** Schriftliche Aufgabe 1 **
Kannst du in der Liste „riverbank“ in „riverside“ umbenennen und dabei die Zeilen ab der Zeile mit „Point out the blue“ bis einschließlich der Zeile mit „x=126, y=159“ sonst unverändert wiedergeben?

** Textauszug **
┌──

Es gibt diverse Kulturen, die nicht monogam leben und damit sehr zufrieden scheinen. Kurzum: auch Monogamie ist nichts Absolutes und ist bei den meisten ein weiterer, gesellschaftlich übernommener Wert.
Auch für mich persönlich gab es sehr lange nur die eine Art von Beziehung. Wir sollten jedoch bedenken, dass nur weil Monogamie der momentane Beziehungsstandard in der westlichen Kultur ist, dass noch lange nicht heißen muss, dass es auch unserer Natur als Mensch entspricht.
Dass Monogamie nicht natürlich ist, würde erklären, warum in Deutschland (ähnlich wie in anderen Ländern) knapp die Hälfte aller Ehen in die Brüche gehen. Doch selbst wenn die Ehen halten, sind es häufig keine glücklichen Ehen und die Partner gehen fremd. Ich persönlich kenne sehr weniger Paare, die seit langem verheiratet und glücklich sind – und es nicht nur nach außen so scheint.
Ja, die gesellschaftlichen Anforderungen sind gestiegen und wir haben mehr Freiheiten denn je zuvor. Doch die hohe Scheidungsrate allein auf den Drang zur Selbstverwirklichung, mehr Freiheit und Individualität zu schieben, halte ich für etwas beschränkt. Vielleicht liegt das Problem schlichtweg in dem System, in dem wir uns bewegen.

└──

** Schriftliche Aufgabe 2 **
Kannst du aus dem Text über Monogamie die Stelle ab „Dass Monogamie nicht“ bis einschließlich „wir uns bewegen.“ wortgetreu kopieren?

** Vorliegende Liste **
┌──

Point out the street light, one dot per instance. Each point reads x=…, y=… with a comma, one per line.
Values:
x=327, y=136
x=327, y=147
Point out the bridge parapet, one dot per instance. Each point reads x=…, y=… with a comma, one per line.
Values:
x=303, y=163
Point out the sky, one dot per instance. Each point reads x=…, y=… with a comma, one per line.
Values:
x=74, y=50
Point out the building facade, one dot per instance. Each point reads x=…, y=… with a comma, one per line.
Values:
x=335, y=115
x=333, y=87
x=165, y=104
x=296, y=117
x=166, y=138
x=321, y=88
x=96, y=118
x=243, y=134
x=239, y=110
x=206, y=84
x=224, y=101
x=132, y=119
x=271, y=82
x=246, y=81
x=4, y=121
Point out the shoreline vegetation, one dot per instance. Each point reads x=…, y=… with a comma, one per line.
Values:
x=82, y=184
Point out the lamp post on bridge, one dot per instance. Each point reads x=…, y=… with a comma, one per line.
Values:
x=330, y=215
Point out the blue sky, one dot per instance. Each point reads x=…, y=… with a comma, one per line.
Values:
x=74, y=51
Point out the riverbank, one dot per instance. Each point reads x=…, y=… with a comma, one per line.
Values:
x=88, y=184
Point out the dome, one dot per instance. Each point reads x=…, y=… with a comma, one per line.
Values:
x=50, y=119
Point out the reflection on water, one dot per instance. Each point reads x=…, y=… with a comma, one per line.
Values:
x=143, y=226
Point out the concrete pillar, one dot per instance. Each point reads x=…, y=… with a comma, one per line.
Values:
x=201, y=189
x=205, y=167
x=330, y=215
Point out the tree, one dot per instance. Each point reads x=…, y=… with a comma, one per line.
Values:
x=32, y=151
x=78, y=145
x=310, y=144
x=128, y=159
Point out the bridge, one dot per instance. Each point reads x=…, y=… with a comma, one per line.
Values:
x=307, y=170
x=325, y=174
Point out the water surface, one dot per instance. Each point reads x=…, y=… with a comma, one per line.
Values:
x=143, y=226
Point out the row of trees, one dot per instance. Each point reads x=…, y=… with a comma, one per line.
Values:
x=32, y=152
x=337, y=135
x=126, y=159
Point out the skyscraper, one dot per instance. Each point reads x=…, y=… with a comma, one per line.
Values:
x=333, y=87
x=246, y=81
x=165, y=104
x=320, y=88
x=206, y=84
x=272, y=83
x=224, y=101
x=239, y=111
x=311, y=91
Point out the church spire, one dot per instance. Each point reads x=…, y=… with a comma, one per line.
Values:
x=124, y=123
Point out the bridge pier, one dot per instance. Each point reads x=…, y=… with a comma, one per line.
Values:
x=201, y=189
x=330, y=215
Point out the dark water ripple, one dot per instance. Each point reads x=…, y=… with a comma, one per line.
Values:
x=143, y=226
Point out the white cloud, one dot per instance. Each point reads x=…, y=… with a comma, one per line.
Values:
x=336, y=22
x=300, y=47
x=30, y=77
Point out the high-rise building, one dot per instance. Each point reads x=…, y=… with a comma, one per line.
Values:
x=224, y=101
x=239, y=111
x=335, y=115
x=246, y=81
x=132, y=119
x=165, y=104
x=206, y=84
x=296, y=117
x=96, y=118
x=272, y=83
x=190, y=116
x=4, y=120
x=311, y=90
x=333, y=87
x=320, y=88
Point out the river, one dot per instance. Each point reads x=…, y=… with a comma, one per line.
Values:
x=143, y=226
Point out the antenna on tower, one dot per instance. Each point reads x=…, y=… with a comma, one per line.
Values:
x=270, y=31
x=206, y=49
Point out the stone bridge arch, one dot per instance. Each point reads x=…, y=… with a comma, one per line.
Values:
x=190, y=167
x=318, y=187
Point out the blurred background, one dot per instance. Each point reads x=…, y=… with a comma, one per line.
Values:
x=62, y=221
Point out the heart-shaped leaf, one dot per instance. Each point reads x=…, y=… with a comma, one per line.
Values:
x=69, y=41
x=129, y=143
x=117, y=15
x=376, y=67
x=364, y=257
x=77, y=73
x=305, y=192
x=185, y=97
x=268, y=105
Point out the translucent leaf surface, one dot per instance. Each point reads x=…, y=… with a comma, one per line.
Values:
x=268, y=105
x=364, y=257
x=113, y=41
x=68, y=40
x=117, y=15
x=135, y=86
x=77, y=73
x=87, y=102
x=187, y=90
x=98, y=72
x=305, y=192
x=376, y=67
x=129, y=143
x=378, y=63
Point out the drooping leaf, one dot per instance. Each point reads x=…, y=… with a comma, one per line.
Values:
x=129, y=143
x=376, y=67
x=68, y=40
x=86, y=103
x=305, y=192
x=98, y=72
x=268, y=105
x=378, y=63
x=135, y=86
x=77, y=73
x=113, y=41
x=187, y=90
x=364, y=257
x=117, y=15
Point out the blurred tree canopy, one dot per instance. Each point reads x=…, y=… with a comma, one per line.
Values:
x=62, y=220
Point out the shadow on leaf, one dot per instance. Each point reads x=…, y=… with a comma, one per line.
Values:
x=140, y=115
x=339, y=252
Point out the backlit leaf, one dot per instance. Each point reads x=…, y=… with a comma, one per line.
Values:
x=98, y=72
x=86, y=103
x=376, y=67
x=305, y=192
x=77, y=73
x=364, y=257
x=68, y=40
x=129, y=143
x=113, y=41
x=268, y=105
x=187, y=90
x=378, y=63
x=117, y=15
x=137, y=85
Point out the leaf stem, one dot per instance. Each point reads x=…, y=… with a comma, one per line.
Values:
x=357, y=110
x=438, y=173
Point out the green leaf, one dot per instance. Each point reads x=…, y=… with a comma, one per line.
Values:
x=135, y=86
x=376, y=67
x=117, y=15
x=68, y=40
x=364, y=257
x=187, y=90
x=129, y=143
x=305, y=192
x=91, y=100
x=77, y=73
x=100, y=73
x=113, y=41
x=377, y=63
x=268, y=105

└──

** Vollständige Ausgabe 1 **
Point out the blue sky, one dot per instance. Each point reads x=…, y=… with a comma, one per line.
Values:
x=74, y=51
Point out the riverside, one dot per instance. Each point reads x=…, y=… with a comma, one per line.
Values:
x=88, y=184
Point out the dome, one dot per instance. Each point reads x=…, y=… with a comma, one per line.
Values:
x=50, y=119
Point out the reflection on water, one dot per instance. Each point reads x=…, y=… with a comma, one per line.
Values:
x=143, y=226
Point out the concrete pillar, one dot per instance. Each point reads x=…, y=… with a comma, one per line.
Values:
x=201, y=189
x=205, y=167
x=330, y=215
Point out the tree, one dot per instance. Each point reads x=…, y=… with a comma, one per line.
Values:
x=32, y=151
x=78, y=145
x=310, y=144
x=128, y=159
Point out the bridge, one dot per instance. Each point reads x=…, y=… with a comma, one per line.
Values:
x=307, y=170
x=325, y=174
Point out the water surface, one dot per instance. Each point reads x=…, y=… with a comma, one per line.
Values:
x=143, y=226
Point out the row of trees, one dot per instance. Each point reads x=…, y=… with a comma, one per line.
Values:
x=32, y=152
x=337, y=135
x=126, y=159

** Vollständige Ausgabe 2 **
Dass Monogamie nicht natürlich ist, würde erklären, warum in Deutschland (ähnlich wie in anderen Ländern) knapp die Hälfte aller Ehen in die Brüche gehen. Doch selbst wenn die Ehen halten, sind es häufig keine glücklichen Ehen und die Partner gehen fremd. Ich persönlich kenne sehr weniger Paare, die seit langem verheiratet und glücklich sind – und es nicht nur nach außen so scheint.
Ja, die gesellschaftlichen Anforderungen sind gestiegen und wir haben mehr Freiheiten denn je zuvor. Doch die hohe Scheidungsrate allein auf den Drang zur Selbstverwirklichung, mehr Freiheit und Individualität zu schieben, halte ich für etwas beschränkt. Vielleicht liegt das Problem schlichtweg in dem System, in dem wir uns bewegen.